COSA SI CHIEDE: Ripeti parola per parola il tratto del brano sulla Rivista di studi politici internazionali che va da "Un ulteriore saggio, di" fino a "in modo dubitativo.".

BRANO DI LETTURA:
Viene edito il fascicolo della Rivista di studi politici internazionali, giornale con diffusione mondiale e una consolidata tradizione di serietà informativa al di sopra di ogni attualismo vociferato, ma comunque immessa nella storia, passata, presente e prospettica. Fondata da Giuseppe Vedovato, la dirige ormai da decenni Maria Grazia Melchionni, con amichevole severità. Un testo di apertura riguarda le memorie diaristiche di Carlo Sforza, ministro degli Esteri negli anni della scelta europea e atlantica dell’Italia. Il testo va dal gennaio al settembre 1952. Un’introduzione di Maria Grazia Melchionni motiva la decisione aggiungere al Diario di Carlo Sforza le note della consorte. Una Nota critica di Giampaolo Maugeri arricchisce il Diario. Esso riguarda il periodo della fine della Guerra mondiale e traccia il tentativo, riuscito, di inserire il nostro Paese in ben altre aree, e ridare posto e dignità internazionale, una collocazione rassicurante, anche se il prosieguo della vicenda al di là del periodo di Sforza svelerà la complessità di questa collocazione soprattutto nel momento in cui si decide un’Europa unita , con difficoltà interne ed esterne all’Europa, velleità di affrancamento dagli Stati Uniti o di più radicale connessione. E problematiche, attualissime, se l’Occidente deve o meno costituire un blocco che espelle, per dire, Russia e Cina dal proprio orizzonte relazionale. Temi odierni che procedono oltre il Diario di Sforza, documento testimoniale d’altri tempi ma che è insostituibile anche per i nostri tempi.
Un ulteriore saggio, di James Dingely, tratta del terrorismo in Irlanda, anni Venti-anni Quaranta. È precisata la diversità tra Irlanda del Nord, protestante e industriale, e Irlanda del sud, cattolica e terriera. La dissonanza implica non soltanto i rapporti tra nord e sud dell’Irlanda ma anche i rapporti con l’Inghilterra, legata al protestantesimo del Nord e ovviamente alla industrializzazione. E persino i rapporti verso l’Italia Risorgimentale. La parte protestante è anticattolica, antipapista e favorisce il Risorgimento, mentre la parte cattolica favorisce il papato ed il Regno pontificio. Interessante un aspetto dell’analisi, l’idea che l’Irlanda sia stata dominata, soggiogata dall’Inghilterra nei secoli e secoli divenuta idea trainante del terrorismo irlandese e che l’Autore espone in modo dubitativo.

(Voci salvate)
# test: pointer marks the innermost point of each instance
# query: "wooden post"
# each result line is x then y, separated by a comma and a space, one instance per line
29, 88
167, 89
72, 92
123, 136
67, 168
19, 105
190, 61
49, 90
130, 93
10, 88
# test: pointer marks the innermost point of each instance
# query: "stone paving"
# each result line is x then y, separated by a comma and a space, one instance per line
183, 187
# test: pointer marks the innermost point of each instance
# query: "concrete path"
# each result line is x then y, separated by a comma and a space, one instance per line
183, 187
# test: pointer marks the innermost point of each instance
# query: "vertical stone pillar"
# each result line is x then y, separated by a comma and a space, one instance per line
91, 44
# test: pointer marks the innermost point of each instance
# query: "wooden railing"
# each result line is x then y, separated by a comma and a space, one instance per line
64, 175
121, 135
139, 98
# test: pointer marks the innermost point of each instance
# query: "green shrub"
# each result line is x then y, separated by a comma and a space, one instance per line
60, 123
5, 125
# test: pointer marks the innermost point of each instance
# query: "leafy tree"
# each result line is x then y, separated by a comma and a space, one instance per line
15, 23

RISPOSTA:
Un ulteriore saggio, di James Dingely, tratta del terrorismo in Irlanda, anni Venti-anni Quaranta. È precisata la diversità tra Irlanda del Nord, protestante e industriale, e Irlanda del sud, cattolica e terriera. La dissonanza implica non soltanto i rapporti tra nord e sud dell’Irlanda ma anche i rapporti con l’Inghilterra, legata al protestantesimo del Nord e ovviamente alla industrializzazione. E persino i rapporti verso l’Italia Risorgimentale. La parte protestante è anticattolica, antipapista e favorisce il Risorgimento, mentre la parte cattolica favorisce il papato ed il Regno pontificio. Interessante un aspetto dell’analisi, l’idea che l’Irlanda sia stata dominata, soggiogata dall’Inghilterra nei secoli e secoli divenuta idea trainante del terrorismo irlandese e che l’Autore espone in modo dubitativo.